### Task description
Pull out every line in the entries below that contains the word "each", and leave out all other lines.

==== Dataset rows

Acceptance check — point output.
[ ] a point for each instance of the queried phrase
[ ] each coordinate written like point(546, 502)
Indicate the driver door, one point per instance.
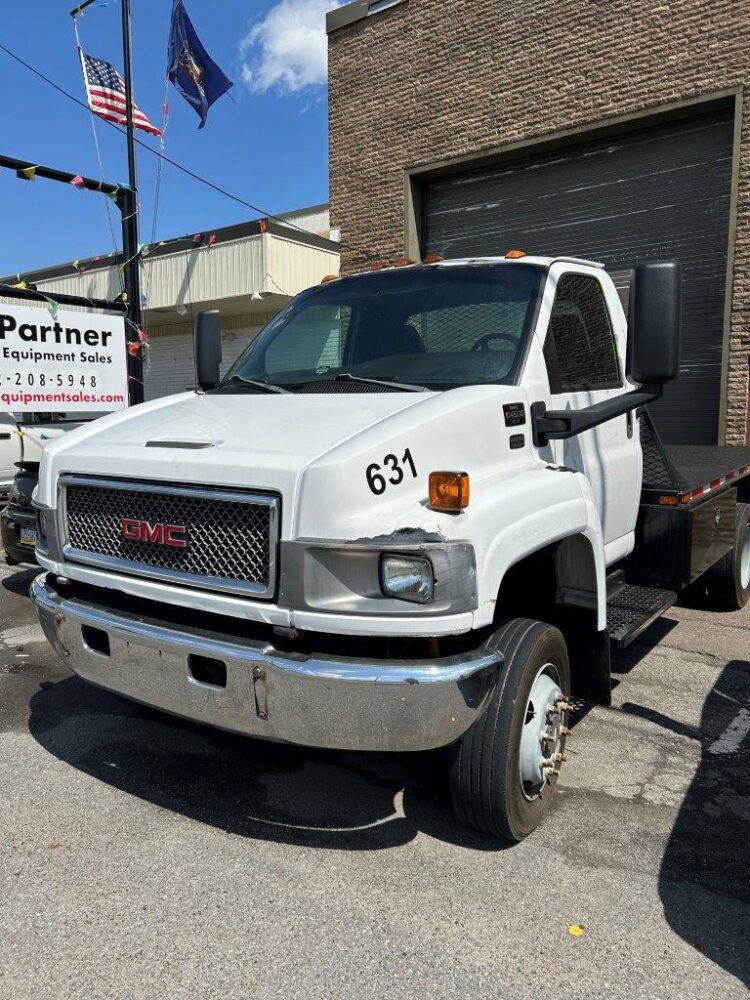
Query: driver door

========

### Worked solution
[ ] a point for each instance of the queried phrase
[ ] each coordinate written like point(546, 502)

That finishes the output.